Referring expression data:
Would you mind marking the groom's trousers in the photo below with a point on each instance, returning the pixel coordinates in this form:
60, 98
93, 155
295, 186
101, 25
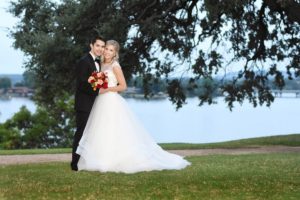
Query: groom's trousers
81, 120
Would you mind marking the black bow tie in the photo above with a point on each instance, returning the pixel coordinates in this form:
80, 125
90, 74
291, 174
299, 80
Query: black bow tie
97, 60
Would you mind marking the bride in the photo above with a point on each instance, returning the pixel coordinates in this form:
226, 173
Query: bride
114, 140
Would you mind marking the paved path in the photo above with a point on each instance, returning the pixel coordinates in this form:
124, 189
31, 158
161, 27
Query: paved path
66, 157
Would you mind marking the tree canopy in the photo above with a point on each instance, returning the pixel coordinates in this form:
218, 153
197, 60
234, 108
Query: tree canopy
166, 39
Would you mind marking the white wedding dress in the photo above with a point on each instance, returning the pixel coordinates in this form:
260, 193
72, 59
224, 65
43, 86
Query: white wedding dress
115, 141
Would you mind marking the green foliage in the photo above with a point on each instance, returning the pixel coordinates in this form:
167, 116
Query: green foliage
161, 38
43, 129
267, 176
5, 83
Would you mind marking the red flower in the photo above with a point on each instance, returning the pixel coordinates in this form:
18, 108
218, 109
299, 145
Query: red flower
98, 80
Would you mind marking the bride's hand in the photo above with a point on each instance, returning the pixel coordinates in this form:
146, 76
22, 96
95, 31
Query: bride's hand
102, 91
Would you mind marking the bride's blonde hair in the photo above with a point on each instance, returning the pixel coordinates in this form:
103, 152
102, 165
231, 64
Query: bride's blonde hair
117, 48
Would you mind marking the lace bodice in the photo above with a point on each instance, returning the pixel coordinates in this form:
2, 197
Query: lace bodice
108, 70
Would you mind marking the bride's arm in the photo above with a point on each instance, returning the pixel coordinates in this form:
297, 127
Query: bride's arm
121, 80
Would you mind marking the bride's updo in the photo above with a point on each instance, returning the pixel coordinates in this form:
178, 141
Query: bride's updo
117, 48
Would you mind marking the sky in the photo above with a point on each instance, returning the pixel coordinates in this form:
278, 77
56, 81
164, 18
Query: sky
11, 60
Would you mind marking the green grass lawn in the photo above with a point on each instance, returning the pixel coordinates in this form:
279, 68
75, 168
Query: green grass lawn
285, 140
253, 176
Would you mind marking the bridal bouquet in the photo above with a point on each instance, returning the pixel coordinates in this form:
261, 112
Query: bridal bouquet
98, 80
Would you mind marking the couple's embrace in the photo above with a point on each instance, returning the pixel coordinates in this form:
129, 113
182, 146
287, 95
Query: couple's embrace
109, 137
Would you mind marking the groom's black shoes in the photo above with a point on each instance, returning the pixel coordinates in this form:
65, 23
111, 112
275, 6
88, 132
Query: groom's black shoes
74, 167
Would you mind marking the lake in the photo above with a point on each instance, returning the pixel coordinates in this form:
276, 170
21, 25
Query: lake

▶ _WHAT YOU HAVE TO DO_
Each line in the data that holds the word "lake" must be copied.

▶ _TASK OUTPUT_
Would you mind marking the lake in the photo above with a point on each instance, returning the pixel coordinates in this form:
Query: lake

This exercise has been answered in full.